Using the data below, repeat all of it precisely.

-- Excerpted records start --

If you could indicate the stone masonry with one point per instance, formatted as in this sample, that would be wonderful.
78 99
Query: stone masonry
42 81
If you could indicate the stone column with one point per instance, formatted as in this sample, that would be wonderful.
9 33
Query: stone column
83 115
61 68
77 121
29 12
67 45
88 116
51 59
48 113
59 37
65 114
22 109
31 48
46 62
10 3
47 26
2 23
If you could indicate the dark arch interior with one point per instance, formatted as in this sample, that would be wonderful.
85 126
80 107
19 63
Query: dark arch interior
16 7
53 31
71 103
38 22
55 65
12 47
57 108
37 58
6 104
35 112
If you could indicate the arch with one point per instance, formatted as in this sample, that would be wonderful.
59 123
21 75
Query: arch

-- Excerpted records end --

Reply to the exercise
If you could indicate the stone masonry with one point per instance, formatted as in this sample, that would be wonderful.
78 99
Query: stone masonry
42 81
If you could indicate the stone column with one point per instance, formatted as in this sample, that would be wonderful.
9 33
Query: stone column
83 115
61 68
77 121
29 12
67 45
88 116
51 59
48 113
59 37
65 114
22 109
31 48
46 62
10 3
47 26
2 23
If you could indicate the dark arch interior with one point per instance, formatted as in this sample, that would be wonderful.
85 126
80 107
19 63
Query: dark arch interior
16 7
53 31
71 103
38 22
55 65
12 47
57 108
37 58
6 104
35 112
If you could indicate the arch with one point per instance, formatted as in this sample, that would be wonderful.
59 123
21 75
Query: arch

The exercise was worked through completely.